**SOURCE PASSAGE:**
◇ ◇ ◇ ◇ ◇

38. If you knew you were dying in the next 60 seconds, what would your last words be?
finally
39. When it is all said and done, would you have said more then you've done or vice versa?
hmm i’ve probably said a lot more than i’ve done, which i wanna change. if i’m understanding this question right
40. What question do you often ask yourself?
what do you want? what do you need? which of the two is more important?

◇ ◇ ◇ ◇ ◇

**SUPPLIED ENTRIES:**
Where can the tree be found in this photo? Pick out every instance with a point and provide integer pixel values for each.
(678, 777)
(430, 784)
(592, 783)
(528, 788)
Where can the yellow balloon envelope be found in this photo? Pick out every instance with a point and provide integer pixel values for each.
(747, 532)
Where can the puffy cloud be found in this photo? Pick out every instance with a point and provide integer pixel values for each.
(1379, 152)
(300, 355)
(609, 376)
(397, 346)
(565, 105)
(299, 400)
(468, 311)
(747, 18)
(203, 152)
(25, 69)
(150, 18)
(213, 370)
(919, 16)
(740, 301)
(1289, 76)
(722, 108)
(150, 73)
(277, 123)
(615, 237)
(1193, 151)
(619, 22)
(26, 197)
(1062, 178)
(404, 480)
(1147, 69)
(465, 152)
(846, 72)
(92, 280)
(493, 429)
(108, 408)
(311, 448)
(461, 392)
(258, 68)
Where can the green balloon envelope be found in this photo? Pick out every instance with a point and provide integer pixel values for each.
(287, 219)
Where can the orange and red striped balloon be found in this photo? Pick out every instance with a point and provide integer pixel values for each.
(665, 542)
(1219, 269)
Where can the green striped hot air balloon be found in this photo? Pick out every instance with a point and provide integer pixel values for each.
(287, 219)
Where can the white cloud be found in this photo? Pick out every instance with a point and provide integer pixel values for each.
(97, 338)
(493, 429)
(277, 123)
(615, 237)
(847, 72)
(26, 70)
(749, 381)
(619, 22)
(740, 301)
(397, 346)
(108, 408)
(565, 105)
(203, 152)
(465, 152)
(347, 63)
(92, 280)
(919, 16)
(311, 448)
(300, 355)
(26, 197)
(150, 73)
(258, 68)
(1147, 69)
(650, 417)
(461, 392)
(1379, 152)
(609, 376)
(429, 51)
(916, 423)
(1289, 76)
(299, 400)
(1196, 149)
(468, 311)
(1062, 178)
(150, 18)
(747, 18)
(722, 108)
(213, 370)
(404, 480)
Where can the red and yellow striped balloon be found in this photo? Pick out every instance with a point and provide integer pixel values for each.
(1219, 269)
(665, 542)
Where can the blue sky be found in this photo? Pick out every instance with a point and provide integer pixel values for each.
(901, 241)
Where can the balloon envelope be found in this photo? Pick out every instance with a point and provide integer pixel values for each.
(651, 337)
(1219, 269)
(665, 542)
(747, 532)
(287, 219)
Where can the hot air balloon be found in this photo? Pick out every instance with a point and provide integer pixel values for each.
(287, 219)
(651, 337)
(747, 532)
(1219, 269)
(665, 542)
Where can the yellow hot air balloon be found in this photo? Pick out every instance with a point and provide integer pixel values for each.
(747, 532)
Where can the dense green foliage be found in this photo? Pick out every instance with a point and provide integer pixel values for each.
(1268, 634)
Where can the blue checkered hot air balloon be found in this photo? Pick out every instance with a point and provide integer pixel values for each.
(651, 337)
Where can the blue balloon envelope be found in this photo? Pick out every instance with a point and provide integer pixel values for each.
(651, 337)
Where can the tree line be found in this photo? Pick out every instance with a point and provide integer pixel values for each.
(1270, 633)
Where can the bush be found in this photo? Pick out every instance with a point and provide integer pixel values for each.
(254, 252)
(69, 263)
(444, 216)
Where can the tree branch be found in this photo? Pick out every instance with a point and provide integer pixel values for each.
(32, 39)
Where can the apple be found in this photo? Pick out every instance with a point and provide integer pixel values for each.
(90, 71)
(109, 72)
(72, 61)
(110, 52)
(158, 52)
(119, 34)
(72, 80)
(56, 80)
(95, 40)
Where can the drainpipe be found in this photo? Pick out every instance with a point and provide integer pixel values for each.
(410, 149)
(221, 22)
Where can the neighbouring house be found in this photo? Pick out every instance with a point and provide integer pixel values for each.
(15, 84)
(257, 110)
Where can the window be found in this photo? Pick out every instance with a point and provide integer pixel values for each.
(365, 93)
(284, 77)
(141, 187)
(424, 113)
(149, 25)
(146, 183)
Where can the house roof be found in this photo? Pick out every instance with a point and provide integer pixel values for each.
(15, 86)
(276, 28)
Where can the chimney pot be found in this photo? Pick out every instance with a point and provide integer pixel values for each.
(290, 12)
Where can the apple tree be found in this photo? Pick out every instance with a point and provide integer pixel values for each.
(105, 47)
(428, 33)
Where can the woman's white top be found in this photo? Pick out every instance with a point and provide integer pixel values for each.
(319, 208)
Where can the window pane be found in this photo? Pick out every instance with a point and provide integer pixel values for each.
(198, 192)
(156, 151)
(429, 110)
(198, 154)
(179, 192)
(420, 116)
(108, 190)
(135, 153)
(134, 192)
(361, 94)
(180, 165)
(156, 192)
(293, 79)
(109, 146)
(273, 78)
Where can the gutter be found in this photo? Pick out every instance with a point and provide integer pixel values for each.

◇ ◇ ◇ ◇ ◇

**PROBLEMS TO SOLVE:**
#1 In the questionnaire answers, explain in one to three sentences what the writer wants to change in response to question 39 and what prompts that wish.
#2 In the questionnaire answers, what would the writer's last words be?
The listing has no connection to the questionnaire answers.

**RESPONSES:**
#1 The writer wants to change the balance between talking and acting. The wish comes from the writer's own judgment of having probably said a lot more than they've done, though the writer adds some doubt about whether they understood the question correctly.

#2 "finally"